## [Opdracht]
Neem alle rijen hieronder opnieuw over en vervang daarin overal "instance" door "object". Laat al het overige ongewijzigd.

(Rijen voor contourlabeling)
————————

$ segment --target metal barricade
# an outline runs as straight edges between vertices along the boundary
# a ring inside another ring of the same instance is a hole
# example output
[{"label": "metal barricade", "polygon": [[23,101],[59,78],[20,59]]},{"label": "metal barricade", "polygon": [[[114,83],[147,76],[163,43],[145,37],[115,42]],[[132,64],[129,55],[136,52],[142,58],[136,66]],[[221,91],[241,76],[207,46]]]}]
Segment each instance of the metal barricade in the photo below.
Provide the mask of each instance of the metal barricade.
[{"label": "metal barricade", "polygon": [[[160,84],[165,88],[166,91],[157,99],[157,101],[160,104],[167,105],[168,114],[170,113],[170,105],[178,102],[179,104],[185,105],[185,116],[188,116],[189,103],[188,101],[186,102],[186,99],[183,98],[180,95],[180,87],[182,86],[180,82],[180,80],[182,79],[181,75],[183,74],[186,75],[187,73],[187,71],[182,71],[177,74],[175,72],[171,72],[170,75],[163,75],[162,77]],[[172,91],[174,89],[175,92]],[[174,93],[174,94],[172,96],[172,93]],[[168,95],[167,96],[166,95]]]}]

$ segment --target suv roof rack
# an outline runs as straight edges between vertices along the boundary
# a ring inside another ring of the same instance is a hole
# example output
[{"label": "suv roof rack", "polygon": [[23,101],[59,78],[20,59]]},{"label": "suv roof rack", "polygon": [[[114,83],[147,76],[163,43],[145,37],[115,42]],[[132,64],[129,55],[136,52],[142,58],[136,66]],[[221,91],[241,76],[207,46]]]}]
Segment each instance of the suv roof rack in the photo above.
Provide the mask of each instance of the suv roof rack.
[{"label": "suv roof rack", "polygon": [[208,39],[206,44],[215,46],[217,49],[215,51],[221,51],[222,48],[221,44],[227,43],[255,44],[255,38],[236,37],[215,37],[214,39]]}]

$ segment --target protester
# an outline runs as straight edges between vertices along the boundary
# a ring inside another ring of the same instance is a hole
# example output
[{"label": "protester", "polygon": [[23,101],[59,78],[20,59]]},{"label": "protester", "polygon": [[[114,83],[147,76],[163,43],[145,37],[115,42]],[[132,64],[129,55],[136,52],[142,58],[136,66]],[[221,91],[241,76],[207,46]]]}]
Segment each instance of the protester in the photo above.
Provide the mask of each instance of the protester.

————————

## [Uitwerking]
$ segment --target metal barricade
# an outline runs as straight edges between vertices along the boundary
# a ring inside another ring of the same object is a hole
# example output
[{"label": "metal barricade", "polygon": [[23,101],[59,78],[20,59]]},{"label": "metal barricade", "polygon": [[[114,83],[147,76],[163,43],[145,37],[115,42]],[[132,64],[129,55],[136,52],[142,58],[136,66]],[[221,91],[241,76],[207,46]]]}]
Segment each object of the metal barricade in the photo below.
Provide the mask of each object of the metal barricade.
[{"label": "metal barricade", "polygon": [[[160,84],[165,88],[166,91],[157,99],[157,101],[160,104],[167,105],[168,114],[170,113],[170,105],[178,102],[179,104],[185,105],[185,116],[188,116],[189,103],[188,101],[186,102],[186,99],[183,98],[180,95],[180,87],[182,86],[180,82],[180,80],[182,79],[181,75],[183,74],[186,75],[187,73],[187,71],[182,71],[177,74],[175,72],[171,72],[170,75],[163,75],[162,77]],[[172,91],[174,89],[175,92]],[[174,93],[174,94],[172,96],[172,93]],[[168,95],[167,96],[166,95]]]}]

$ segment --target suv roof rack
# an outline runs as straight edges between vertices along the boundary
# a ring inside another ring of the same object is a hole
# example output
[{"label": "suv roof rack", "polygon": [[23,101],[59,78],[20,59]]},{"label": "suv roof rack", "polygon": [[[114,83],[147,76],[163,43],[145,37],[115,42]],[[132,64],[129,55],[136,52],[142,58],[136,66]],[[221,91],[241,76],[207,46]]]}]
Segment each object of the suv roof rack in the photo above.
Provide the mask of each object of the suv roof rack.
[{"label": "suv roof rack", "polygon": [[208,39],[206,44],[215,46],[217,49],[215,51],[221,51],[222,48],[221,44],[227,43],[255,44],[255,38],[236,37],[215,37],[214,39]]}]

$ segment --target protester
# an outline runs as straight edges between vertices along the boundary
# a ring inside another ring of the same object is a hole
# example output
[{"label": "protester", "polygon": [[23,101],[59,78],[20,59]]},{"label": "protester", "polygon": [[[114,83],[147,76],[163,43],[145,37],[115,42]],[[132,64],[129,55],[136,52],[142,58],[136,66]],[[221,91],[241,76],[207,46]]]}]
Segment each object of the protester in the photo above.
Provide the mask of each object of the protester.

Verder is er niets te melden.